**SELECTED PASSAGE:**
--- START ---
[Home]FeatureRequests

ChiarkWiki | RecentChanges | Preferences

See also:


Dan believes should be on a more appropriate page, only one doesn't exist yet.

[MoonShadow] runs what appears to be the same original codebase on [ToothyWiki], who Senji knows, and may be happy to talk to us about technical issues..

That reminds me about:

Other Wikis. Perhaps ToothyWiki (and maybe others?) should be added to the intermap file? Or perhaps we should invent a DNS based thingy for Wiki interlinking. Richard (agreed: Dan)

 wiki://some.dns.entry/Page
with
 some.dns.entry TXT "url"
where url is the entirity of the appropriate URL, to which one adds the value of Page?


Access Logs. I want to have access counts visible somehow. A page people look at is more likely to be cred for. I think five cohorts of the most accessed 20%, next, and so on, giving a number 1-5 should be enough. A page to vote appreciation would be good too, for a separate number. That should just be a page specially identified as any links off it deserving a vote. Then vandalism and rigging can be checked for with the same mechanism as other wiki-pages.

This is the other one Dan would like to have a go at this weekend, as he's a neat hack to make it simple and efficient.


Alternative Editors. It would be good to be able to invoke an alternate editor rather than trust dodgy edit boxes. Really this is a webbrowser feature, rather than a thing to be embedded in a page, w3m, for example, does this. It seems like the more powerful browsers tend to be the ones which have broken editing boxes, so if we could implement a hack with javascript (for example) this would be fine and 'cover both ends'. -- Dan, Richard, Senji


Revelation. This came up in BookReviews: it would be nice to have a revelation feature, like ROT13 or lj-cut, where you have to take some action to see the bulk of an item, so that spoilers, punchlines to jokes, etc. can be hidden. Richard, ceb.

Yup, this and polls too (or at least similar forms), I'd like. I am going to do the plugin thing at the weekend (must do real work!), when that's done I'll add this to the plugin. Dan

Glad you said that, I was about to rush off and implement it... Richard

If I don't do it this weekend then I'll automatically expire my (advisory) lock on this. Dan


Encodings. The current setup isn't providing a header describing the character encoding in use, but apparently the Wiki software is happy to accept an arbitrary 8-bit character and send it back as-is. MHF

''I'm just wondering if this isn't some magic part of the Wiki Zen I don't get yet. My instinct is to UTF-8 the world, though, and just support one legacy incoming code as well, ISO-8859-1, as the only concesion. What do you think? Dan

[ToothyWikiInternals/NonEnglishLanguages] seems to suggest that this isn't as easy as it may seem if you want to keep old and broken browsers happy. (But not having experienced the problems it alludes to I know no more) -- Senji

Input encoding is tricky. Do any browsers actually let you specify the encoding you're using? HTML has an accept-charset attribute for forms, but I don't know if any browsers take any notice of it. I suspect using 8859-1 everywhere, using numeric character references on output and having some wiki notation for numeric character input, would be most portable. MHF

If you want to use non-ASCII characters in a form submission and remain within spec you have to use POST with a multipart/form-data encoding; you get to specify an acceptable charset (which can be UTF-8). The wiki could turn any non-ASCII characters into (some equivalent of) NCRs for further editing if we don't want to rely on browsers having good unicode support.
--- END ---
**TASK INSTRUCTIONS:** Can you write out, word for word, the part of the feature-requests wiki page from "Access Logs. I" to "as other wiki-pages."?

**COLLECTED MATERIAL:**
--- START ---
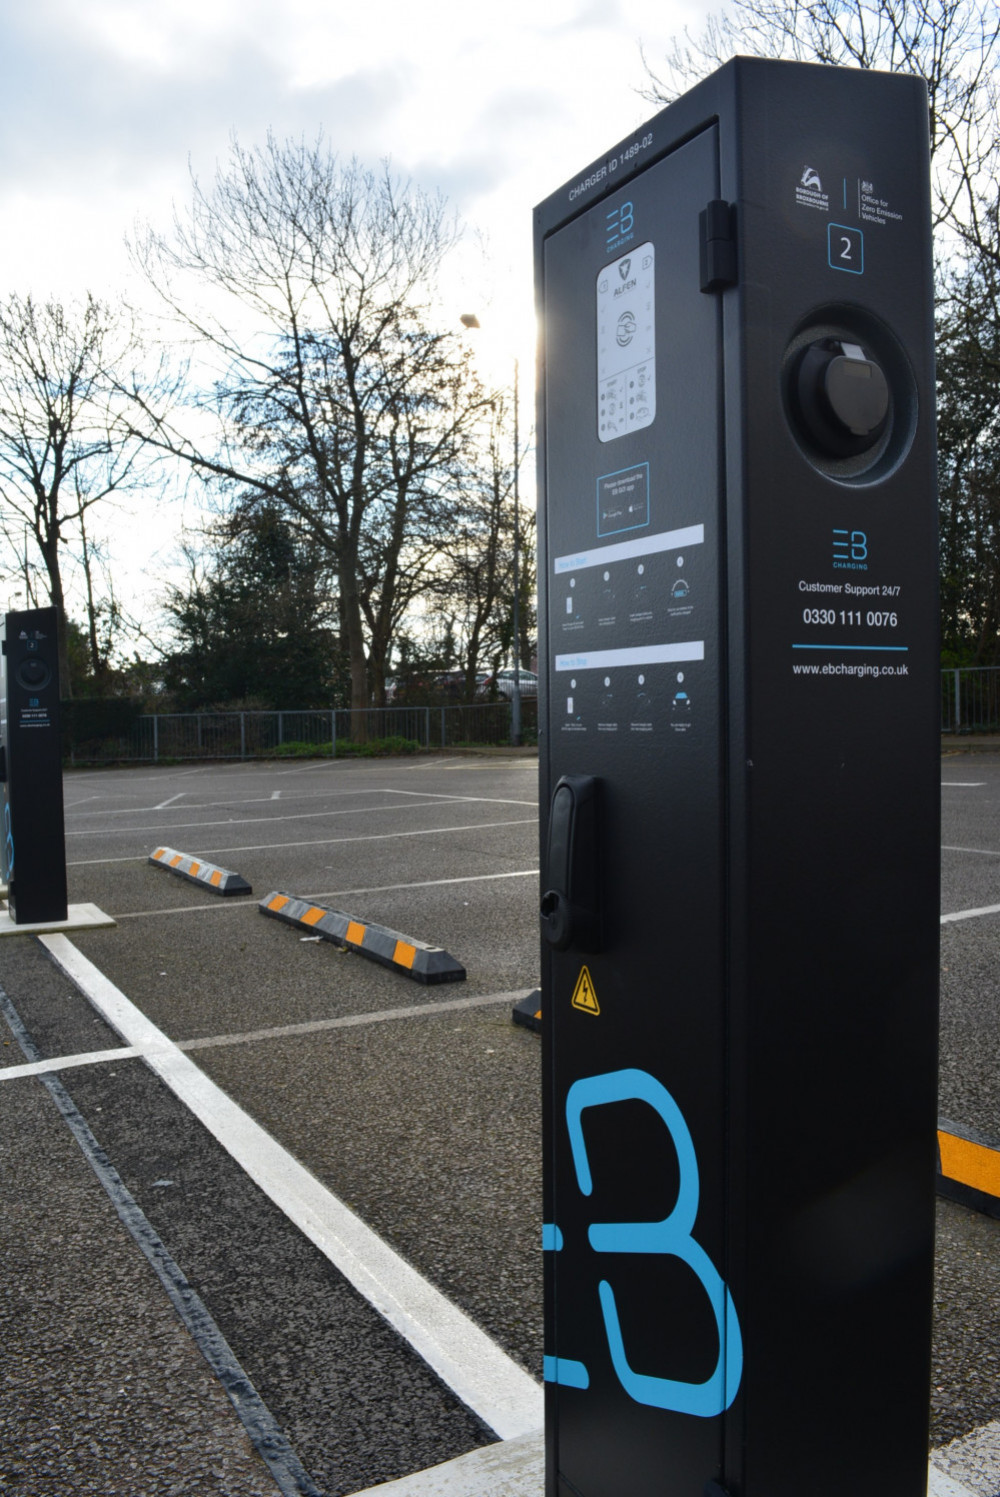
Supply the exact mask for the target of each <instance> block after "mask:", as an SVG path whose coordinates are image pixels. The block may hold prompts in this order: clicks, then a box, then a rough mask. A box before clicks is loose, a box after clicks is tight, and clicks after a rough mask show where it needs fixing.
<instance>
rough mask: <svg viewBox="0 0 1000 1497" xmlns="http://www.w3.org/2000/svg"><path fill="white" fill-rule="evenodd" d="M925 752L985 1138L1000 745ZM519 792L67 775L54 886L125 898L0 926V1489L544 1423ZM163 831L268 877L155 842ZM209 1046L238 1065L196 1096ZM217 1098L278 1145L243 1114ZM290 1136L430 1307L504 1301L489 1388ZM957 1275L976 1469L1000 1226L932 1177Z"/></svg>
--- END ---
**SOLUTION BELOW:**
Access Logs. I want to have access counts visible somehow. A page people look at is more likely to be cred for. I think five cohorts of the most accessed 20%, next, and so on, giving a number 1-5 should be enough. A page to vote appreciation would be good too, for a separate number. That should just be a page specially identified as any links off it deserving a vote. Then vandalism and rigging can be checked for with the same mechanism as other wiki-pages.